Incident Reports

Poverty deprives Chepang women of basic needs

2015-07-23

Bagmati, Chitawan, Chitwan National Park

Thirty-one-year-old Kuma- rimaya Chepang of Tapang in Lothar-4 of Chitwan gave birth to her seventh child one and a half months ago. It was the first time she delivered her daughter in a hospital. Kumarimaya went into labour on May 25 but as she could not deliver the baby she had to be rushed to the hospital. Local leader Ram Bahadur Chepang, 72, lent Rs 25,000 to Kumari’s husband Tumpiram, who works as a coolie, for taking her to a hospital in Bharatpur. “The treatment was very expensive,” Tumpiram said. “We could not meet the expenses even after selling two goats and two pigs.” Having sold his entire property, the family is still in Rs 50,000 debt. On top of that, they even have nothing left to eat and their corn farm was destroyed by a recent hailstorm. Leaving their newborn at home in the care of their four-year-old daughter Kailimaya, both Kumari and Tumpiram work as day labourers to make ends meet. Their other children Sujan, 6, Suresh, 8, Chameli, 13, and Kamala, 15, also accompany their parents to help them at work. All their income goes into buying corn flour from which they cook dhido.

★ ★ ★ ★ ★ ★ ★

- _BRIEF 1_:
For each statement about the report on poverty among Chepang women, answer yes or no and quote the report's deciding words: (a) Kumarimaya's seventh child was delivered at home. (b) Ram Bahadur Chepang lent Rs 25,000 to Tumpiram. (c) A flood destroyed the family's corn farm.
- _BRIEF 2_:
Write the next part of the report on poverty among Chepang women, picking up after its final sentence.
The records that follow are separate material, unrelated to this report.

★ ★ ★ ★ ★ ★ ★

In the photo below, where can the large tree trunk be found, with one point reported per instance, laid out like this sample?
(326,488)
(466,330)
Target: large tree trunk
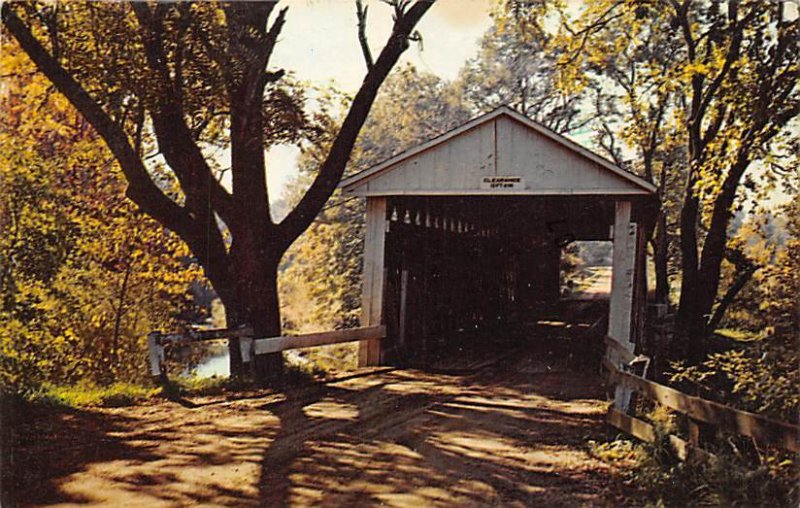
(660,259)
(690,321)
(255,302)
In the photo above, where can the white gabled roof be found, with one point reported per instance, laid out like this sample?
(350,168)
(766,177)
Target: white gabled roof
(362,178)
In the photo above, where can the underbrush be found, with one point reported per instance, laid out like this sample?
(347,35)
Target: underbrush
(91,395)
(733,477)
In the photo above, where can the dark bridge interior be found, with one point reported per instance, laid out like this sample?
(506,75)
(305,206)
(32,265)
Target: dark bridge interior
(467,269)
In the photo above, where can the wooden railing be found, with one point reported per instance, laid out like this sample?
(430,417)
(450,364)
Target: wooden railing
(700,411)
(249,346)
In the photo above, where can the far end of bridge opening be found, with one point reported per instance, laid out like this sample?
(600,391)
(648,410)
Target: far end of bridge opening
(468,236)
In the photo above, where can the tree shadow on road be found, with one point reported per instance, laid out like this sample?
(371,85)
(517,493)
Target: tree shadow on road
(430,439)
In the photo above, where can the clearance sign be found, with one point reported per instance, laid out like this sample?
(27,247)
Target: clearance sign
(502,183)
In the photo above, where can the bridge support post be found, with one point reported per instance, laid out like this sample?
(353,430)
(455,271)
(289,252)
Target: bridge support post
(369,351)
(620,316)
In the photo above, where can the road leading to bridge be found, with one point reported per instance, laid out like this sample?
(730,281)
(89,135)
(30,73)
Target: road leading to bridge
(512,432)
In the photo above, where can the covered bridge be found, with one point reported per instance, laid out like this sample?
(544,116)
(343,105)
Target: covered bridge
(466,231)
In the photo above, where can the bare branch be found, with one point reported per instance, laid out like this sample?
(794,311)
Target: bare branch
(361,14)
(332,169)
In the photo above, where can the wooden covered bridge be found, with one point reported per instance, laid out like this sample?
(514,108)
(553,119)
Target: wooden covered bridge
(466,231)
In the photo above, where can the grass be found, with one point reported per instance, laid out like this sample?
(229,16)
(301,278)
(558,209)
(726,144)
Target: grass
(772,478)
(91,395)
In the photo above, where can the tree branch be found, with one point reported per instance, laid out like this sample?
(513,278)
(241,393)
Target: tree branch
(141,188)
(361,14)
(174,136)
(332,169)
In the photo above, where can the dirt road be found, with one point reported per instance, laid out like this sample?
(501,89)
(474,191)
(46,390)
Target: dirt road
(510,434)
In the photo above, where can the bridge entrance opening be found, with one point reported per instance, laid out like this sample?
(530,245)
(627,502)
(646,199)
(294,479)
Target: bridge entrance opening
(470,273)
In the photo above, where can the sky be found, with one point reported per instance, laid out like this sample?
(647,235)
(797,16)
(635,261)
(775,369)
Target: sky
(319,44)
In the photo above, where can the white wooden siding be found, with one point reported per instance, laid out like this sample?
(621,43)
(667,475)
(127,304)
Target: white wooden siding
(500,146)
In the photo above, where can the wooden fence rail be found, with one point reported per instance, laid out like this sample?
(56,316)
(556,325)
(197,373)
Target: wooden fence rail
(764,430)
(158,342)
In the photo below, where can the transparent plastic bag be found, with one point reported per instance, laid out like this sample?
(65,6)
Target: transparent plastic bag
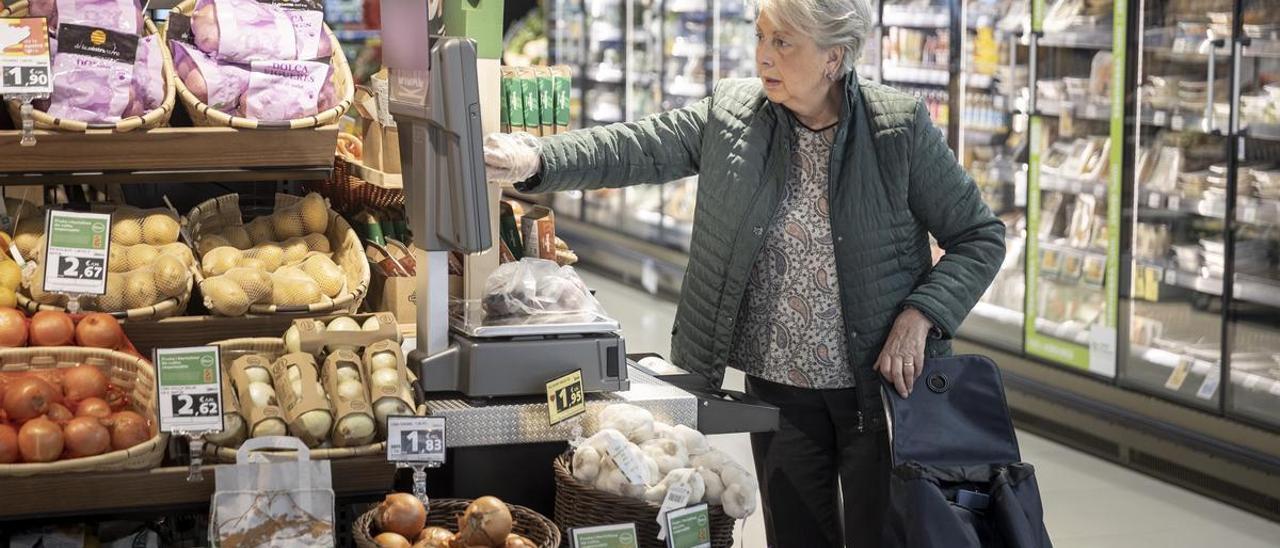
(534,287)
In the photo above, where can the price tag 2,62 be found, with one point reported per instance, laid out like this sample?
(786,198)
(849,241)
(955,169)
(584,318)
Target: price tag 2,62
(565,397)
(24,56)
(76,250)
(190,391)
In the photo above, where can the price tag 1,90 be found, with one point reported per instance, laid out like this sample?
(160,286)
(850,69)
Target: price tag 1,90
(24,56)
(565,397)
(190,389)
(76,251)
(415,439)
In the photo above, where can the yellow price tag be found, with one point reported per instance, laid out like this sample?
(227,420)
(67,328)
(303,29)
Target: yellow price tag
(565,397)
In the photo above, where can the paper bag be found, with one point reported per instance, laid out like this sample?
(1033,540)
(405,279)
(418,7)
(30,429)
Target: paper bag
(279,499)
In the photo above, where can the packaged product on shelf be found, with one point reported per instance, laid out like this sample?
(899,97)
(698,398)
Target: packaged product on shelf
(251,375)
(561,85)
(545,100)
(92,73)
(539,233)
(306,407)
(353,416)
(529,95)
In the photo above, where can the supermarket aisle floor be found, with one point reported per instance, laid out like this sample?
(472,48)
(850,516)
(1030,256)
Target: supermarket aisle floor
(1088,502)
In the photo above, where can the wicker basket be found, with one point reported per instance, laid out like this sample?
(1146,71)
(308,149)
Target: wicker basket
(129,373)
(581,506)
(202,114)
(151,119)
(273,348)
(444,512)
(224,211)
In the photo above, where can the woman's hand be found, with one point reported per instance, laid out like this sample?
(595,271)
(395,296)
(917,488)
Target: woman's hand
(901,360)
(511,158)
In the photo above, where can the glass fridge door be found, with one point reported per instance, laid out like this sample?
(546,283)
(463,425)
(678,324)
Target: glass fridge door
(1174,292)
(1255,307)
(1074,178)
(993,151)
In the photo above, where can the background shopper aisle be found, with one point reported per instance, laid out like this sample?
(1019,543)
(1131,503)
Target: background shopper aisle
(1088,502)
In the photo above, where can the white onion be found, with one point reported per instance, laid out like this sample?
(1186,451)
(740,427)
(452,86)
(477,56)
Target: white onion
(384,360)
(351,389)
(384,378)
(261,393)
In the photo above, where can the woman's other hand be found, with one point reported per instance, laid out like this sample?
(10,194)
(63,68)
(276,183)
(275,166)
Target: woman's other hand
(511,158)
(901,360)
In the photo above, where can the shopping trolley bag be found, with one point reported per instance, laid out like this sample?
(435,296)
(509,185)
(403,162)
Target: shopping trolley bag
(958,478)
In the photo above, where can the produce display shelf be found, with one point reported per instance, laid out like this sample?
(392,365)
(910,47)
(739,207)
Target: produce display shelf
(168,155)
(160,489)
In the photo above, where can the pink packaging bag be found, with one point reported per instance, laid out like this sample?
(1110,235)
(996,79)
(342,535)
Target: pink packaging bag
(284,90)
(218,85)
(92,74)
(147,77)
(243,31)
(119,16)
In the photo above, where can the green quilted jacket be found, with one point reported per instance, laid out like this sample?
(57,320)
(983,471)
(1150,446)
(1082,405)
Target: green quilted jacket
(892,183)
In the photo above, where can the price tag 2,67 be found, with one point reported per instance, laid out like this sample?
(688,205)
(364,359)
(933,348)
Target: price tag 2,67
(76,250)
(565,397)
(24,56)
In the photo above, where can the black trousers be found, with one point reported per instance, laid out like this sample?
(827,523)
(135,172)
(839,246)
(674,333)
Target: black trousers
(823,483)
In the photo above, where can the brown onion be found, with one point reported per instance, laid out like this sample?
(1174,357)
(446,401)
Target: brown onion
(392,540)
(40,441)
(128,429)
(485,523)
(402,514)
(59,414)
(8,444)
(86,437)
(27,398)
(97,407)
(85,382)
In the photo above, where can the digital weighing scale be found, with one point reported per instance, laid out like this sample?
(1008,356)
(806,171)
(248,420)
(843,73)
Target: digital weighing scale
(434,99)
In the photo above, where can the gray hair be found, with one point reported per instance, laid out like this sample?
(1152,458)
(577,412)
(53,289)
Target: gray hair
(832,23)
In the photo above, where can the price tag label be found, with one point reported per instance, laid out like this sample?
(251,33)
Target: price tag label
(565,398)
(24,56)
(76,251)
(1179,375)
(689,528)
(415,439)
(190,389)
(621,535)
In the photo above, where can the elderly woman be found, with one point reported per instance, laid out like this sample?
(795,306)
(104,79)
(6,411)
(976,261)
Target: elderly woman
(810,266)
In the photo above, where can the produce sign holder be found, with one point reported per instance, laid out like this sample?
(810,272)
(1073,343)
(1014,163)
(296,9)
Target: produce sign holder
(132,374)
(444,512)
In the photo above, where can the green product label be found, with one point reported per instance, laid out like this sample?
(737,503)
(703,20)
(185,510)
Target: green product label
(187,368)
(77,233)
(529,87)
(545,99)
(561,85)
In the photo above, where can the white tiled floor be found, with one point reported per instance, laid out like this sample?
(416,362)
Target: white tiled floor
(1088,502)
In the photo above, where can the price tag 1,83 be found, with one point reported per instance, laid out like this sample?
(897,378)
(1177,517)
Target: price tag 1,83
(565,397)
(190,389)
(76,251)
(416,439)
(24,56)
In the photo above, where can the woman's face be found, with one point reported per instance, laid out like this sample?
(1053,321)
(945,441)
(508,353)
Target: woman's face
(791,65)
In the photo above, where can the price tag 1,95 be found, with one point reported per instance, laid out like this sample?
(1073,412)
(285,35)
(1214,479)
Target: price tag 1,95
(24,56)
(190,389)
(415,439)
(76,250)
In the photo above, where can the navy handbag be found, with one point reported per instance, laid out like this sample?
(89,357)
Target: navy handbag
(958,478)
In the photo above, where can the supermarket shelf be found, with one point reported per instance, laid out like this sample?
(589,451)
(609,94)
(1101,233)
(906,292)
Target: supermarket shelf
(924,76)
(161,489)
(168,155)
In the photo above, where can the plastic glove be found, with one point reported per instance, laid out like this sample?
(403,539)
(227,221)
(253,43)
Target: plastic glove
(511,158)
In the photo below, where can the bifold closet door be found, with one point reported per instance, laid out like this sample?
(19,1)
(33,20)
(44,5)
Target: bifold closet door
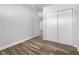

★ ★ ★ ★ ★ ★ ★

- _EXERCISE RESPONSE 1_:
(a) No: "It was the first time she delivered her daughter in a hospital."
(b) Yes: "Local leader Ram Bahadur Chepang, 72, lent Rs 25,000 to Kumari’s husband Tumpiram"
(c) No: "their corn farm was destroyed by a recent hailstorm."

- _EXERCISE RESPONSE 2_:
Like Kumarimaya, 29-year-old Belimaya Chepang of Gopirang in Namtar-9, Makwanpur, also works as a day labourer is the sole breadwinner for her family of five. She is eight months pregnant and even bleeds from her mouth. But without working all day, her family will go hungry. Belimaya’s husband Shivaram has been bedridden for over a year due to paralysis. They have one daughter and two sons aged between four and 11. But they are out of school as they do not even have food to eat and clothes to wear. Belimaya’s child is due this month but she works in the field all day long. “If I don’t work in the field, my family will go hungry,” Belimaya said. The family survives on plant leaves on days she does not find work. They have no land of their own and after her husband’s illness, Belimaya has been shouldering all responsibilities. She has not been able to repay the Rs 10,000 loan taken out for her husband’s treatment. The family lives in a shack. Due to malnutrition, 25-year-old Belimaya looks like 40. The bleeding from her mouth was not cured despite taking medicines prescribed by a health worker at a local health post.